• _EXERCISE GOAL_
What is needed is an exact transcription of every record.

RECORD SET Start Marker

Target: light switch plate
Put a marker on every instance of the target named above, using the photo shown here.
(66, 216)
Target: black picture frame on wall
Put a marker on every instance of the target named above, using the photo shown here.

RECORD SET End Marker

• _SOLUTION FOR THIS PROBLEM_
Target: light switch plate
Put a marker on every instance of the target named above, using the photo shown here.
(66, 216)
Target: black picture frame on wall
Put a marker on every instance of the target named above, using the photo shown here.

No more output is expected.